> **READING PASSAGE**:
§

Bottom line: Data governance is a set of written decisions about who owns your information — not a software purchase.
"My Business Is Too Small to Be a Target"
If you run a shop or farm in Lynden, this reasoning feels airtight. Cybercriminals go after banks and hospital systems, not a berry operation or a boutique on Front Street — right?
The targeting logic doesn't work that way. Automated attacks scan for vulnerabilities without screening for company size. In 2025, small businesses faced a 46% cyberattack rate, with average losses reaching $120,000 per breach and 60% of attacked companies closing within six months. A governance policy that limits who can access your data — and logs when they do — narrows your attack surface before you're ever targeted.
"Breach Notification Laws Are for Banks, Not Me"
It's reasonable to assume data breach regulations are aimed at financial institutions and health systems. That assumption can create real legal exposure.
The FTC's Safeguards Rule, updated in 2024, covers businesses well beyond traditional banks — including tax preparers and auto dealers — requiring them to report qualifying breaches within 30 days of discovery. At the state level, every U.S. state requires notification to affected individuals after a personal data breach. Your governance policy should include a documented incident response plan so you're not figuring out legal obligations after a breach has already happened.
In practice: Build your notification procedure before you need it — the 30-day clock starts at discovery, not at resolution.
Data Governance by Business Type
The core framework applies universally, but what you govern — and the specific risks you carry — depends on your business model.
If you run an agricultural operation — a berry farm, produce distributor, or farm supply store — your highest-risk data is supplier contracts, buyer pricing agreements, and food safety certifications. Restrict access to pricing agreements to the people who negotiate them, and tie your retention schedule to certification renewal dates so records aren't kept longer than required.

§

> **SOURCE MATERIAL**:
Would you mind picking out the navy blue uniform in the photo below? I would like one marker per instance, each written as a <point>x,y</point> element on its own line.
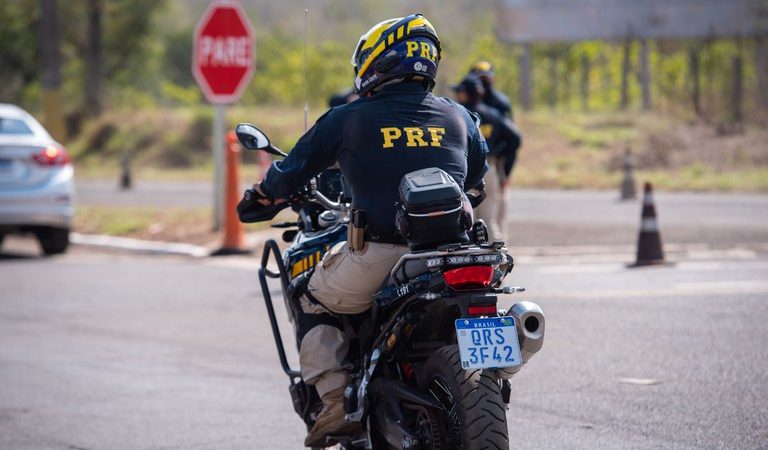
<point>378,139</point>
<point>501,134</point>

§

> **WHAT YOU ARE ASKED TO DO**: Reproduce the data governance text from "The FTC's Safeguards" up to and including "your business model.", substituting "detection" for every occurrence of "discovery".

> **EXERCISE OUTPUT**:
The FTC's Safeguards Rule, updated in 2024, covers businesses well beyond traditional banks — including tax preparers and auto dealers — requiring them to report qualifying breaches within 30 days of detection. At the state level, every U.S. state requires notification to affected individuals after a personal data breach. Your governance policy should include a documented incident response plan so you're not figuring out legal obligations after a breach has already happened.
In practice: Build your notification procedure before you need it — the 30-day clock starts at detection, not at resolution.
Data Governance by Business Type
The core framework applies universally, but what you govern — and the specific risks you carry — depends on your business model.